►

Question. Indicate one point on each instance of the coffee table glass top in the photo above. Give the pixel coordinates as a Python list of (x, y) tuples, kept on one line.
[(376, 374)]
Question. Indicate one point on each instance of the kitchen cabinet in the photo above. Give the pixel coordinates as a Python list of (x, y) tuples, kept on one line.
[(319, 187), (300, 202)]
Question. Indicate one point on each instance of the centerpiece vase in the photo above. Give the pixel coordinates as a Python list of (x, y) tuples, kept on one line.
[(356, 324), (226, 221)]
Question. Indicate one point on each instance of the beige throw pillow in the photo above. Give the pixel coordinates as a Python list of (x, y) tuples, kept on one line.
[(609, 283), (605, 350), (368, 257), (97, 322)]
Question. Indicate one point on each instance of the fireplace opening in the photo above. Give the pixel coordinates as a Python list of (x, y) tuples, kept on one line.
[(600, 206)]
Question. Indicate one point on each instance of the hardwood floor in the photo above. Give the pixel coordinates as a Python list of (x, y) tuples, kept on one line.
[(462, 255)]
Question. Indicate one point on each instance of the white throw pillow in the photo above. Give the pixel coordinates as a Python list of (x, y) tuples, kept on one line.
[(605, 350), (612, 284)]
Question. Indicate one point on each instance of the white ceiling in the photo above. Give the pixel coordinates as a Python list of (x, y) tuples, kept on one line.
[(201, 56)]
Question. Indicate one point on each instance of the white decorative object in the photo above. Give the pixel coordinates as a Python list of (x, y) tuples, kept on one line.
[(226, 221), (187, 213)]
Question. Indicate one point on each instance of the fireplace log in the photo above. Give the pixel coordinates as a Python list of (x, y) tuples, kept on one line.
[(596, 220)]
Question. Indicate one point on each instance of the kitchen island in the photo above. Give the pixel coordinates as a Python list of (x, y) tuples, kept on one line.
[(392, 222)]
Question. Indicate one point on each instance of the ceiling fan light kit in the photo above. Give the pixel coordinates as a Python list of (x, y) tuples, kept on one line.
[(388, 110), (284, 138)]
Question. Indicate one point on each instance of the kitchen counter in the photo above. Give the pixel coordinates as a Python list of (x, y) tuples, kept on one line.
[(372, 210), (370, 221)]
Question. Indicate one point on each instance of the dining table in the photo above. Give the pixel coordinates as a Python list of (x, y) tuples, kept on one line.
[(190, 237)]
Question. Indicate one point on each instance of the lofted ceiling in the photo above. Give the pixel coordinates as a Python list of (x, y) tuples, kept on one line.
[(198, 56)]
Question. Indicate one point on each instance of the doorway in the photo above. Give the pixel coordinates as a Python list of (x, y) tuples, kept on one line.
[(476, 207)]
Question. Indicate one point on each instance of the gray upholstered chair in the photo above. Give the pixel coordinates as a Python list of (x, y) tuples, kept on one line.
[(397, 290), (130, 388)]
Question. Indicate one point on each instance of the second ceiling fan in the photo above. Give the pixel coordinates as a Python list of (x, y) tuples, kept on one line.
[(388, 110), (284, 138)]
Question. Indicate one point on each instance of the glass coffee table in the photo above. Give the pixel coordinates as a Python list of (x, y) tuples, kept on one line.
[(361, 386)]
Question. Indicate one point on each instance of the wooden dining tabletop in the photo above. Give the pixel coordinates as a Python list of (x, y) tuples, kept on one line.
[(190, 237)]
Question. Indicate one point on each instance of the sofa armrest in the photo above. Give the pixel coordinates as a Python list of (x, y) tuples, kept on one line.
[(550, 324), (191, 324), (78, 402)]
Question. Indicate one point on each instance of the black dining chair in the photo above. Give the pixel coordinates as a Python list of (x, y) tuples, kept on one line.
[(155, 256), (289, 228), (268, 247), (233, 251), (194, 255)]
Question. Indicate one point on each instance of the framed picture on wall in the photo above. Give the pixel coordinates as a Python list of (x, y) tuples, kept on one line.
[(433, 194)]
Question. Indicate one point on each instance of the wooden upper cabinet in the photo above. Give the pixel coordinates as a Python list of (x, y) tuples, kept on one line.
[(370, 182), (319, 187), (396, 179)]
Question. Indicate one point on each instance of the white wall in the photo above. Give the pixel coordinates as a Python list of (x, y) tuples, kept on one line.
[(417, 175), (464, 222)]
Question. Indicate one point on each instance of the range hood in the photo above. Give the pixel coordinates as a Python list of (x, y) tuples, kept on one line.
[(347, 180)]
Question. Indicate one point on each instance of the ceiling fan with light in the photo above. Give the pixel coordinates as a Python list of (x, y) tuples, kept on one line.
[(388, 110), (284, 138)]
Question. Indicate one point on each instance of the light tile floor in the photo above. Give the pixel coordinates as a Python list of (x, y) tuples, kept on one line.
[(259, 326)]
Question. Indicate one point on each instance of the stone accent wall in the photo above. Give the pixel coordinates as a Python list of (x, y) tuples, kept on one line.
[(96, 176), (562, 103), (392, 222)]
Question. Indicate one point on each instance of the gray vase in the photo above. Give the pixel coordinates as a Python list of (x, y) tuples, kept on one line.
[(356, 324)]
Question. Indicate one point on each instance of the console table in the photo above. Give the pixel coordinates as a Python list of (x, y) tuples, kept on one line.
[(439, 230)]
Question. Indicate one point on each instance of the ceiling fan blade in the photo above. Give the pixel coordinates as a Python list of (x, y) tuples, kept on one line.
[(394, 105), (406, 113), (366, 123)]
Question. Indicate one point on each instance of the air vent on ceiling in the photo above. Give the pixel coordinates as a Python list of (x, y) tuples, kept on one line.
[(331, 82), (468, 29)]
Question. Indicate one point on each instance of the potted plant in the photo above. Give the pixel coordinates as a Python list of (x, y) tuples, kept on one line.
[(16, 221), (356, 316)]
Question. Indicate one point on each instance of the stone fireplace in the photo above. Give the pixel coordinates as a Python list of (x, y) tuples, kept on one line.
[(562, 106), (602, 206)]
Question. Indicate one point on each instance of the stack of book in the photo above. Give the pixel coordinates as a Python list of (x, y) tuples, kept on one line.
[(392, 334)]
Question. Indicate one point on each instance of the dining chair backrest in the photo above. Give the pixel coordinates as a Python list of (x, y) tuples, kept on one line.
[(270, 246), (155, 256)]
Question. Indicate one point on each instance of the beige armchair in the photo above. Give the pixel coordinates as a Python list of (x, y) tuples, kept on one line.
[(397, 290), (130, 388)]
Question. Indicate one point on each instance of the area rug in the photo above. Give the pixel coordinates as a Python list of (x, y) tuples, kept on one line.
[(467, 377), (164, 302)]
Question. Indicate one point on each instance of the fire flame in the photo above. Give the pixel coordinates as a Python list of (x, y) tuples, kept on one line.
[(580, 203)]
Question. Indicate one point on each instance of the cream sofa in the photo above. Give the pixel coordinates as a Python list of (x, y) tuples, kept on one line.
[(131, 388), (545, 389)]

◄

### PROBLEM TO SOLVE
Copy out all of the material above, putting "Mark" wherever "Indicate" appears and leaving every other word as it is.

### FULL RESPONSE
Question. Mark one point on each instance of the coffee table glass top in the photo above. Give the pixel coordinates as a Python list of (x, y) tuples, kept on one line.
[(376, 374)]
Question. Mark one point on each instance of the kitchen cabinet in the photo above. Give the pixel coordinates as a Python list of (x, y) tuples, kept on one line.
[(319, 187), (300, 202)]
Question. Mark one point on each instance of the centerpiece vase in the photo above. Give the pixel coordinates as a Python list of (x, y) tuples, kept on one line.
[(356, 324), (226, 221)]
Question. Mark one point on each instance of the beige throw pillow in the photo above. Give the pixel coordinates as a Python list of (x, y) tuples, kept on one line.
[(609, 283), (605, 350), (368, 257), (97, 322)]
Question. Mark one point on each instance of the fireplace opening in the photo above. Give the pixel coordinates as a Python list of (x, y) tuples, kept on one line.
[(600, 206)]
Question. Mark one point on each instance of the hardwood floor in the photo above. Give the pixel coordinates as a Python list of (x, y) tuples, kept on one line.
[(462, 255)]
Question. Mark one point on each instance of the white throw pillow in the photo above. Give the pixel coordinates as a Python list of (x, y) tuples, kept on one line.
[(605, 350), (612, 284)]
Question. Mark one point on each instance of the white ceiling in the photo above. Give the pixel coordinates as a Python list of (x, y) tuples, kept on one line.
[(201, 56)]
Question. Mark one point on each instance of the white decorative object in the photo above. Give the pixel coordinates as a Python list of (x, y) tuples, kept on one line.
[(226, 221), (187, 213)]
Question. Mark one point on each instance of the fireplace log in the photo above. Give the pixel coordinates as a Python list of (x, y) tuples, kept on one line.
[(596, 220)]
Question. Mark one point on each instance of the kitchen island in the photo above. Give the pixel coordinates as a Python list of (x, y) tuples, kept on one line.
[(392, 222)]
Question. Mark one point on each instance of the ceiling fan light kit in the photo above. Give the pixel coordinates as a Python list of (x, y) tuples, kept on one line.
[(388, 110), (284, 138)]
Question. Mark one point on each instance of the kitchen counter in the photo above. Give the pixel coordinates as a Python list of (x, y) tuples, kept on one line.
[(372, 210), (370, 221)]
Question. Mark one point on each instance of the dining table in the photo above. Give the pixel coordinates as a Python list of (x, y) tuples, kept on one line.
[(190, 237)]
Question. Mark one point on each instance of the lofted ceiling in the photo above. Give the pixel coordinates as a Python list of (x, y) tuples, kept on one line.
[(198, 56)]
Question. Mark one point on each instance of the doorway in the photo above. Give the pixel coordinates as a Python list of (x, y) tuples, kept on one line.
[(476, 207)]
Question. Mark one point on each instance of the gray upholstered chair in the photo above. Give the pixel coordinates as a Python list of (x, y) tuples, kept on one line.
[(397, 290), (130, 388)]
Question. Mark one point on each instance of the second ceiling fan in the photo above. Give the pixel coordinates as a Python list of (x, y) tuples, kept on one line.
[(388, 110), (284, 138)]
Question. Mark one point on each instance of the glass coffee table in the photo above. Give the pixel coordinates as a Python list of (x, y) tuples, kept on one line.
[(361, 386)]
Question. Mark one point on each instance of the wooden dining tabletop in the photo above. Give the pixel coordinates as a Python list of (x, y) tuples, kept on one line.
[(190, 237)]
Question. Mark one point on each instance of the sofa armrest in the photo above. Give the pixel coordinates as a Python list of (x, y) tuples, kept on one line.
[(550, 324), (191, 324), (78, 402)]
Question. Mark one point on each instance of the black dining chair in the photo above. Give the pixel coordinates as a Python list of (x, y) tuples, kept on one line.
[(155, 256), (289, 228), (268, 247), (233, 251), (194, 255)]
Question. Mark one point on each instance of the framed picture on wall in the photo above. Give the pixel coordinates as a Python list of (x, y) tuples, kept on one line.
[(433, 194)]
Question. Mark one point on each instance of the wooden upper cabinet in the photo above. Give the pixel coordinates as a Python list of (x, y) tuples, kept on one line.
[(370, 182), (319, 187), (396, 179)]
Question. Mark one point on each instance of the white wall in the photo above. Give the pixel coordinates as a Python list of (x, y) tuples, kept on one line.
[(417, 175), (464, 222)]
Question. Mark one point on each instance of the range hood in the photo above. Give the pixel coordinates as a Python list of (x, y) tuples, kept on one line.
[(347, 180)]
Question. Mark one point on each instance of the ceiling fan with light in the photo above. Give the pixel coordinates as a Python list of (x, y) tuples, kept on one line.
[(388, 110), (284, 138)]
Question. Mark one point on each instance of the light tile floor in the photo above. Give the pixel coordinates as a Python list of (x, y) tuples, kept on one line.
[(259, 326)]
Question. Mark one point on each instance of the stone accent wall in the photo above. Give the pixel coordinates as a Python list of (x, y) tuples, kept on one line.
[(96, 176), (562, 103), (392, 222)]
Question. Mark one point on each instance of the gray vase in the photo above. Give the pixel coordinates as a Python list of (x, y) tuples, kept on one line.
[(356, 324)]
Question. Mark one point on each instance of the console table in the photo above. Give the pixel coordinates as a Python list of (x, y) tuples, kept on one line.
[(439, 230)]
Question. Mark one point on each instance of the ceiling fan blade in the photo above. Give the pixel coordinates as a Python list of (x, y) tuples, kept on one line.
[(394, 105), (406, 113), (366, 123)]
Question. Mark one point on each instance of the air vent on ceiling in the photo above. Give the pixel coordinates as a Python list of (x, y) tuples, kept on one line.
[(331, 82), (468, 29)]
Question. Mark one point on each instance of the potted plant in the photo above. Give the pixel coordinates as a Python list of (x, y) tuples, kept on one line.
[(16, 221), (356, 316)]
Question. Mark one point on each instance of the stone fireplace in the photo above. Give the pixel coordinates as a Python list of (x, y) tuples, kept on one line.
[(562, 106), (602, 206)]
Question. Mark one point on each instance of the stack of book in the photo above. Give the pixel coordinates as a Python list of (x, y) tuples, kept on one line.
[(392, 334)]
Question. Mark one point on each instance of the dining chair backrest in the photo above. Give the pixel coordinates as a Python list of (x, y) tuples, kept on one line.
[(270, 246), (155, 256)]
Question. Mark one point on each instance of the beige armchair in the photo above. Give the pixel coordinates as a Python list of (x, y) tuples, kept on one line.
[(397, 290), (130, 388)]
Question. Mark one point on each instance of the area rug in the photo above. Give the pixel coordinates as a Python list of (x, y) tuples, kept on one line.
[(467, 377), (164, 302)]
Question. Mark one point on each instance of the fire flame in the photo above. Give the pixel coordinates as a Python list of (x, y) tuples, kept on one line.
[(580, 203)]
Question. Mark one point on each instance of the cream sofa in the photo above. Give the pixel coordinates as a Python list of (x, y) tuples, kept on one line.
[(131, 388), (545, 389)]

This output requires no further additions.